> [Exercise directions]: Reproduce exactly, and only, the lines below from the one containing "Query: illuminated sign" through the one containing "jesus's hand, with integer pixel coordinates.".
┏━━
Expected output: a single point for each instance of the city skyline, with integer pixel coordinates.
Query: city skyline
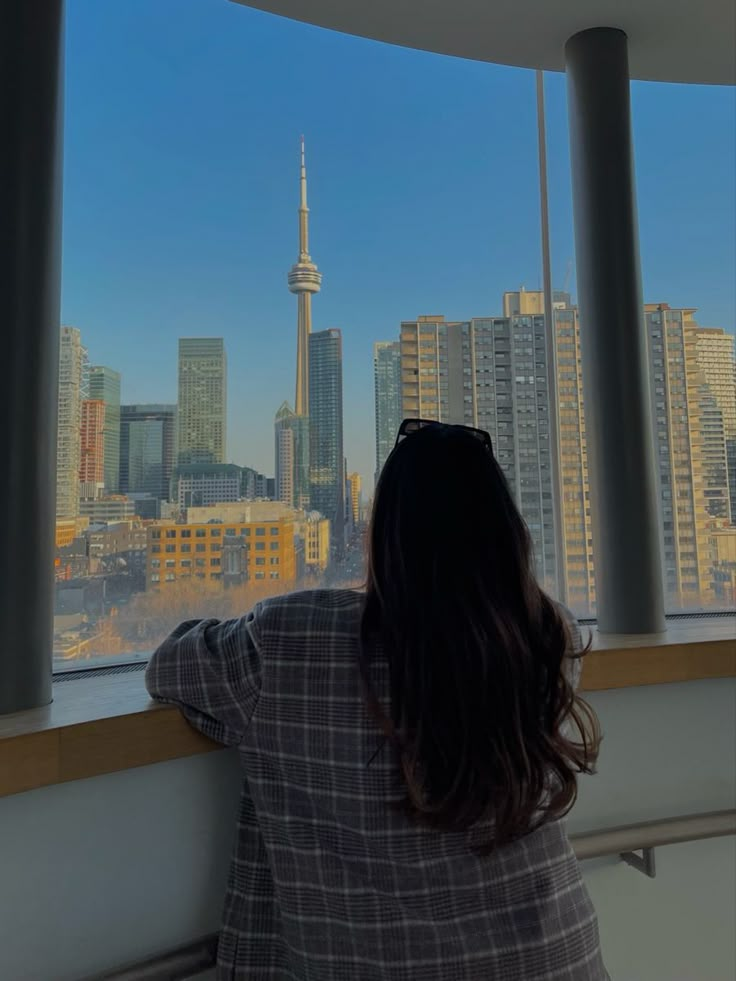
(198, 226)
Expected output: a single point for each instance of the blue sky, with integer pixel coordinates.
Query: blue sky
(182, 122)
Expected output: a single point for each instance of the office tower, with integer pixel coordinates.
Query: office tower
(304, 280)
(387, 389)
(68, 450)
(92, 442)
(202, 406)
(284, 458)
(353, 484)
(491, 373)
(576, 532)
(326, 459)
(147, 449)
(690, 444)
(203, 484)
(104, 386)
(714, 349)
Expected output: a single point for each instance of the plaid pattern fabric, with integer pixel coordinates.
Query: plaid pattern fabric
(327, 883)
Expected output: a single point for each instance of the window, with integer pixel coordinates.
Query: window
(207, 516)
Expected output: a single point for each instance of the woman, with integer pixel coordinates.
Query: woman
(407, 752)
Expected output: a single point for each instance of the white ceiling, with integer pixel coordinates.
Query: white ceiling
(669, 40)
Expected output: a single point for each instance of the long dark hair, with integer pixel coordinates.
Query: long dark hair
(486, 724)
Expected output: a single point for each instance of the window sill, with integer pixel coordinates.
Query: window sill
(102, 725)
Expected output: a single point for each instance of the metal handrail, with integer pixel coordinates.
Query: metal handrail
(653, 834)
(174, 965)
(623, 841)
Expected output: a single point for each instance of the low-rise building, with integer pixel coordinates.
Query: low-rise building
(263, 550)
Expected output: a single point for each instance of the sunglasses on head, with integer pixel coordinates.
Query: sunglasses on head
(410, 426)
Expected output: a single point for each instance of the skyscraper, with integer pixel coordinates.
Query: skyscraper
(491, 373)
(284, 457)
(202, 407)
(68, 449)
(292, 457)
(387, 389)
(304, 280)
(691, 453)
(92, 442)
(353, 485)
(147, 449)
(104, 386)
(714, 349)
(326, 458)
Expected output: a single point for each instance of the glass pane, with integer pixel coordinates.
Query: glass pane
(188, 278)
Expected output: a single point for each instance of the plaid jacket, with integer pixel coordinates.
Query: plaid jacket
(327, 883)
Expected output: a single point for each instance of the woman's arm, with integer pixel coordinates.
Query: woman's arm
(572, 663)
(211, 669)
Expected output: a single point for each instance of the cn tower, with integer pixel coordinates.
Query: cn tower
(304, 279)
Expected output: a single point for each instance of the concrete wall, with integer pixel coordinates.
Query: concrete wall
(100, 872)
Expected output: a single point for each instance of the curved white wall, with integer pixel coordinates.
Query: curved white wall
(100, 872)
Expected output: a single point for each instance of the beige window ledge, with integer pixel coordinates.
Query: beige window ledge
(104, 724)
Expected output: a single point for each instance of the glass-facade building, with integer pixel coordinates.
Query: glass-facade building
(147, 449)
(201, 429)
(491, 373)
(387, 389)
(104, 385)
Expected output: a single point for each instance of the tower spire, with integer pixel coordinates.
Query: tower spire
(304, 280)
(303, 209)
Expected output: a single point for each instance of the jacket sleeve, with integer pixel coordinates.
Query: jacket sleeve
(211, 669)
(572, 665)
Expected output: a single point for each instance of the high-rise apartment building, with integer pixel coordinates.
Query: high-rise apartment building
(387, 390)
(292, 457)
(326, 457)
(92, 442)
(202, 406)
(491, 373)
(353, 485)
(690, 447)
(147, 449)
(714, 349)
(104, 386)
(68, 450)
(201, 484)
(284, 455)
(576, 533)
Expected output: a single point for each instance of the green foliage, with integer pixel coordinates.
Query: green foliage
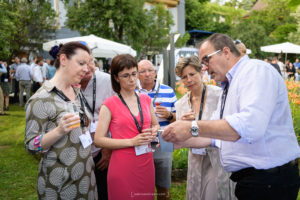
(281, 33)
(271, 25)
(180, 158)
(123, 21)
(242, 4)
(18, 168)
(24, 26)
(210, 16)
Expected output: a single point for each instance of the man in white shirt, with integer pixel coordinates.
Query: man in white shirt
(253, 123)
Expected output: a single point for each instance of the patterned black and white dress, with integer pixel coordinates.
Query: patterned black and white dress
(66, 169)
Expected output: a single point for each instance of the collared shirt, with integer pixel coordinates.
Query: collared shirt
(23, 72)
(167, 97)
(257, 108)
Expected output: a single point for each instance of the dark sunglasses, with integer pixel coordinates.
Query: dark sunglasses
(205, 59)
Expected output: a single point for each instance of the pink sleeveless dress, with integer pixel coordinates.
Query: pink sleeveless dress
(129, 176)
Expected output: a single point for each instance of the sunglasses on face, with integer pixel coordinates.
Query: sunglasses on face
(205, 59)
(128, 76)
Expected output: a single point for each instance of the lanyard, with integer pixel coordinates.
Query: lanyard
(92, 110)
(202, 102)
(155, 96)
(224, 96)
(140, 111)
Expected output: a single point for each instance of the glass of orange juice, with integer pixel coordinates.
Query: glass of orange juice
(72, 108)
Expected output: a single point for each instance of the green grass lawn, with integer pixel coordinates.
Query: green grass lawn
(18, 169)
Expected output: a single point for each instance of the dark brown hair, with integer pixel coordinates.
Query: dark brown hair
(219, 41)
(69, 49)
(119, 63)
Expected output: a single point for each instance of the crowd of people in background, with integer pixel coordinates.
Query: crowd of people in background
(26, 77)
(98, 132)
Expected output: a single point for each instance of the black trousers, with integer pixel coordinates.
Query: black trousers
(279, 183)
(101, 179)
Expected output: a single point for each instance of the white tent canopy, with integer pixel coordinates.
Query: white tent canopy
(285, 47)
(100, 47)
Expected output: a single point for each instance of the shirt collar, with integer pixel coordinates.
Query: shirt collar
(230, 74)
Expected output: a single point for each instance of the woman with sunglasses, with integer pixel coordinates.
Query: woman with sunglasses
(66, 166)
(131, 120)
(206, 178)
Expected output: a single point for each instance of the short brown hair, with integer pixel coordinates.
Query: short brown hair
(219, 41)
(193, 61)
(119, 63)
(69, 49)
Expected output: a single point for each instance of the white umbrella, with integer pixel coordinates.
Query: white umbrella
(100, 47)
(285, 47)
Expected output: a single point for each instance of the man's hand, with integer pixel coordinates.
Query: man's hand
(178, 131)
(104, 161)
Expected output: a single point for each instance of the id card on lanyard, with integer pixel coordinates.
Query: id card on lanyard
(142, 149)
(92, 109)
(200, 151)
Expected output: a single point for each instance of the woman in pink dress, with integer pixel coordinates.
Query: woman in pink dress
(129, 117)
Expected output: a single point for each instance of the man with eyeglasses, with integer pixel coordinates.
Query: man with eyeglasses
(163, 99)
(252, 125)
(96, 87)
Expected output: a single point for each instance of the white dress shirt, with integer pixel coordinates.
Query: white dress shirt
(257, 107)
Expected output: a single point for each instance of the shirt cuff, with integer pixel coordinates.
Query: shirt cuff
(236, 124)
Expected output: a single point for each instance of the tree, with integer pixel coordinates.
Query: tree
(123, 21)
(210, 16)
(25, 26)
(271, 25)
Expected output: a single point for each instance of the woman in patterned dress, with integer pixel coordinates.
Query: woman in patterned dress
(129, 118)
(66, 167)
(206, 179)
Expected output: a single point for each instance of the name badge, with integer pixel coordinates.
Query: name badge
(139, 150)
(86, 139)
(93, 127)
(199, 151)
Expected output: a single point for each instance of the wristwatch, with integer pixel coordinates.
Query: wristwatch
(194, 129)
(170, 116)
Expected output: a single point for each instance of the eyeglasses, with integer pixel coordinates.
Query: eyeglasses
(205, 59)
(128, 76)
(147, 70)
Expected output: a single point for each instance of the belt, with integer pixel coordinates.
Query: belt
(235, 176)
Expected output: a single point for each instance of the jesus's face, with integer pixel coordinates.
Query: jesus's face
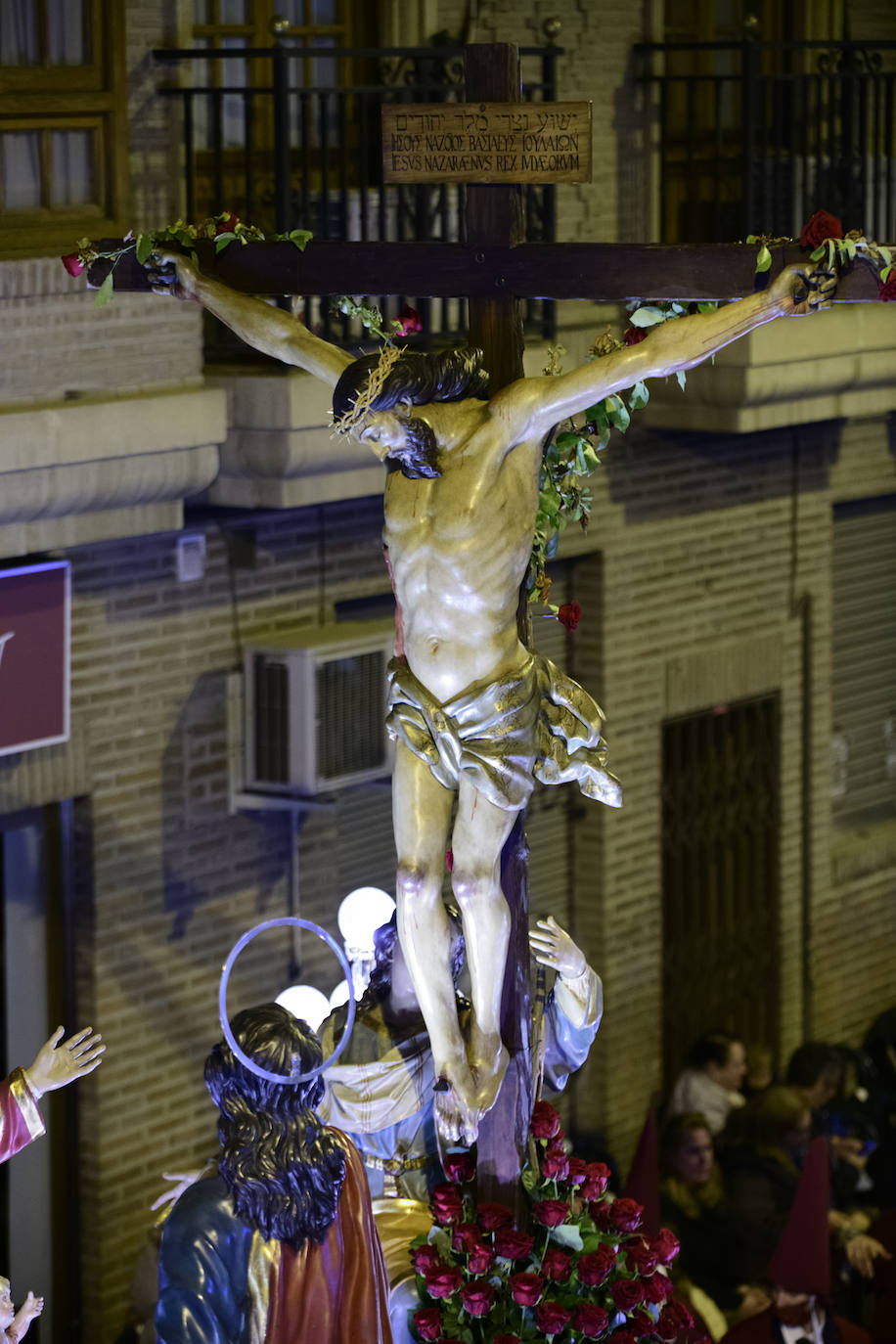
(406, 439)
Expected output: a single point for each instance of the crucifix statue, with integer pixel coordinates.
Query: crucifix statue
(473, 710)
(477, 715)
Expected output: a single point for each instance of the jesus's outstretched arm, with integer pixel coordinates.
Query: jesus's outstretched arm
(532, 406)
(269, 330)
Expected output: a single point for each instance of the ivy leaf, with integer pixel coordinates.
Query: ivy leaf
(104, 293)
(618, 413)
(567, 1235)
(649, 316)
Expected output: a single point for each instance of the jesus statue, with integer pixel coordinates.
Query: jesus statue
(475, 714)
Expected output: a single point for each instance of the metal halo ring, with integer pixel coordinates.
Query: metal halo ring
(222, 999)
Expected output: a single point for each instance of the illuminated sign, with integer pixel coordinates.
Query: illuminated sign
(34, 656)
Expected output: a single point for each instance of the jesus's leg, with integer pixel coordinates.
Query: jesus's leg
(421, 819)
(479, 832)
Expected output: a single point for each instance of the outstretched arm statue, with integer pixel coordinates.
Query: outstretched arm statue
(474, 712)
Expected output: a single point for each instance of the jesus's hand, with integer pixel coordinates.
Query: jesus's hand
(801, 291)
(172, 273)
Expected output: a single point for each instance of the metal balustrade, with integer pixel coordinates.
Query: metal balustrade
(289, 137)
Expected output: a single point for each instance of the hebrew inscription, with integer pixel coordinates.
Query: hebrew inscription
(486, 141)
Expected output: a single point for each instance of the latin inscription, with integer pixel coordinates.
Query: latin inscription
(486, 141)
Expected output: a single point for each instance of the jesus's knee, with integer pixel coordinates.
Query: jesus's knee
(473, 884)
(417, 882)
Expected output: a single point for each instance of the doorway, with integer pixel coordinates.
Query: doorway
(720, 876)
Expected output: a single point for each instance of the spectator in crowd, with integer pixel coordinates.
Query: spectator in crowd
(15, 1324)
(711, 1082)
(280, 1242)
(760, 1070)
(819, 1073)
(692, 1204)
(799, 1273)
(762, 1152)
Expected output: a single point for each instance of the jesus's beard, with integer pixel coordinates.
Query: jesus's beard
(418, 459)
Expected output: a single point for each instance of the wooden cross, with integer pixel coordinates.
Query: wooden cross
(495, 269)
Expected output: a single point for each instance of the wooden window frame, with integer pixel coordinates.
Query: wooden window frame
(60, 98)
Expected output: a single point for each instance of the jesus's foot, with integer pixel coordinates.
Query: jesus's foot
(457, 1117)
(488, 1059)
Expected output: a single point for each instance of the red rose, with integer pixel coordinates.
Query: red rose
(525, 1289)
(460, 1165)
(425, 1257)
(555, 1165)
(596, 1181)
(625, 1215)
(569, 614)
(820, 226)
(442, 1281)
(626, 1293)
(673, 1319)
(665, 1246)
(591, 1320)
(493, 1217)
(657, 1289)
(551, 1213)
(512, 1243)
(578, 1171)
(477, 1297)
(409, 320)
(467, 1236)
(428, 1322)
(546, 1121)
(448, 1206)
(557, 1265)
(553, 1319)
(481, 1260)
(596, 1265)
(643, 1256)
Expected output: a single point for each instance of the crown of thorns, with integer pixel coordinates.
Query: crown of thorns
(370, 391)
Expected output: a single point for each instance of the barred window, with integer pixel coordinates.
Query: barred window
(864, 661)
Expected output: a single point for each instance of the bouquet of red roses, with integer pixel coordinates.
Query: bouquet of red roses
(585, 1272)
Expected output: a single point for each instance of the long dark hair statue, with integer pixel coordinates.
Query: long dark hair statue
(283, 1168)
(417, 378)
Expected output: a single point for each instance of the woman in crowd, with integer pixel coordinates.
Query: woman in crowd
(692, 1204)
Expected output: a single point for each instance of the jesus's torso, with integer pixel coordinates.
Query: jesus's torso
(458, 549)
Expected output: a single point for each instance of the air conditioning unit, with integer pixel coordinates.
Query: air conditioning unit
(316, 708)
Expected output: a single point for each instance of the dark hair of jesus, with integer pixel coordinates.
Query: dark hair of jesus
(418, 378)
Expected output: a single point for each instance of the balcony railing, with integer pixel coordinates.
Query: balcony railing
(289, 137)
(759, 135)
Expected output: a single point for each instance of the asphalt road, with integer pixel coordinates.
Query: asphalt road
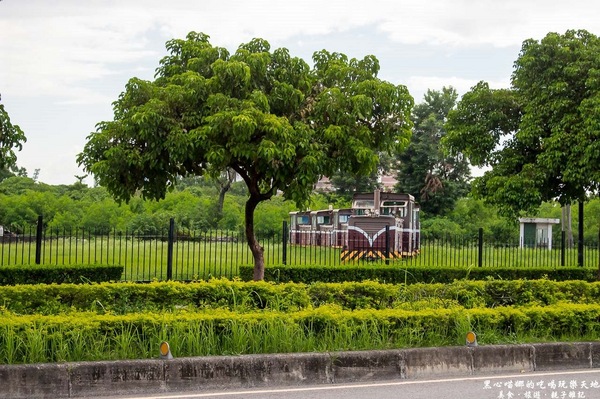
(542, 385)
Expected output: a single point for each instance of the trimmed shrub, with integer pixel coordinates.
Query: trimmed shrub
(59, 274)
(410, 275)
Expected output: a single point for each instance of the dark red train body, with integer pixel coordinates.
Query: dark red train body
(378, 226)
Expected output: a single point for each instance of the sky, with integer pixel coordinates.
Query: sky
(63, 62)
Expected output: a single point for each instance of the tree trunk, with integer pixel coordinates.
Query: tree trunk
(255, 248)
(223, 185)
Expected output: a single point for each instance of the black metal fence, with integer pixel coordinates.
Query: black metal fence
(188, 255)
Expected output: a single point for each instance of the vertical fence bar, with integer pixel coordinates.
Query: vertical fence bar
(38, 241)
(580, 238)
(387, 245)
(480, 248)
(284, 239)
(170, 249)
(562, 247)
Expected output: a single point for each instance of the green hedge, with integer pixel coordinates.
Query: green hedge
(87, 336)
(59, 274)
(123, 298)
(410, 275)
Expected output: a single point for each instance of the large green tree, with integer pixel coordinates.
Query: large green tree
(11, 139)
(278, 123)
(541, 137)
(435, 178)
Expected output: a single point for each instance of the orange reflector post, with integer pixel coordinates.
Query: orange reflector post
(165, 350)
(471, 339)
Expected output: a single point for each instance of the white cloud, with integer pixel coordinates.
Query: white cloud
(64, 61)
(420, 84)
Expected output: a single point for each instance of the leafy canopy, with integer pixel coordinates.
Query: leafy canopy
(278, 123)
(437, 180)
(541, 137)
(11, 138)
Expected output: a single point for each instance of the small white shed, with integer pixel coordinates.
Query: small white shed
(536, 232)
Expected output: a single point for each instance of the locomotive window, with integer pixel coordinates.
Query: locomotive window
(322, 219)
(394, 203)
(303, 219)
(368, 204)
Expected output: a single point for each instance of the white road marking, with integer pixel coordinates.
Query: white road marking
(354, 386)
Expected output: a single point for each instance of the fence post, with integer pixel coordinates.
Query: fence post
(480, 248)
(38, 241)
(563, 237)
(171, 239)
(580, 238)
(387, 245)
(285, 239)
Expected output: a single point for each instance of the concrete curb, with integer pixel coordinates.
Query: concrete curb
(89, 379)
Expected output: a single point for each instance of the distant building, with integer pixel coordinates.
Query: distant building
(536, 232)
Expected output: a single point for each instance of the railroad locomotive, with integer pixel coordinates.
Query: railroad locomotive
(379, 225)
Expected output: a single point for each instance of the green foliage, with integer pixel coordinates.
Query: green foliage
(412, 274)
(11, 139)
(434, 178)
(86, 336)
(60, 274)
(541, 136)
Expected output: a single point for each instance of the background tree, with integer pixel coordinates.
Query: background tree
(542, 136)
(11, 138)
(346, 184)
(279, 124)
(433, 177)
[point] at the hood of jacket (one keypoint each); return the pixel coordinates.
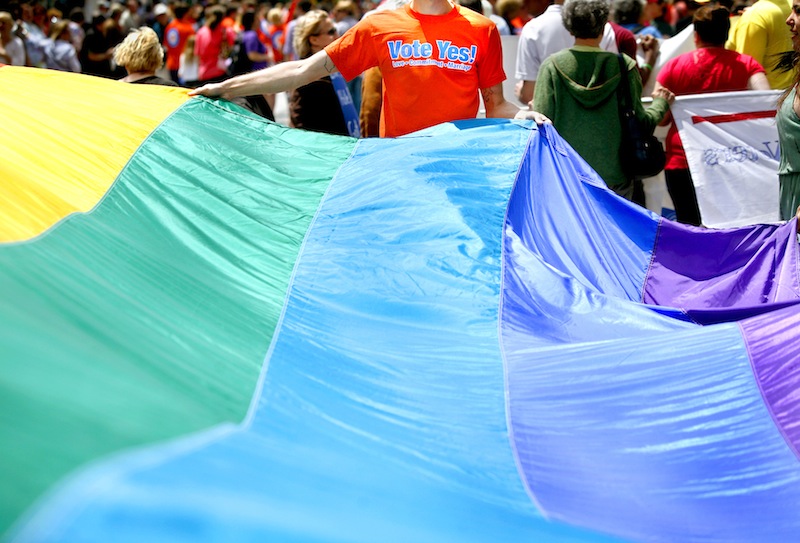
┗━━
> [Solution to the problem]:
Query: illuminated sign
(34, 656)
Expected output: a single point for each instance of the jesus's leg, with integer pixel coordinates.
Query: jesus's leg
(421, 819)
(479, 832)
Expected output: a single point for each instance of the outstretched arm statue, with integer pixel coordinates.
Query: outstretched arm statue
(474, 712)
Expected output: a single point for each instance of the jesus's hand, with integer pixel coordinates.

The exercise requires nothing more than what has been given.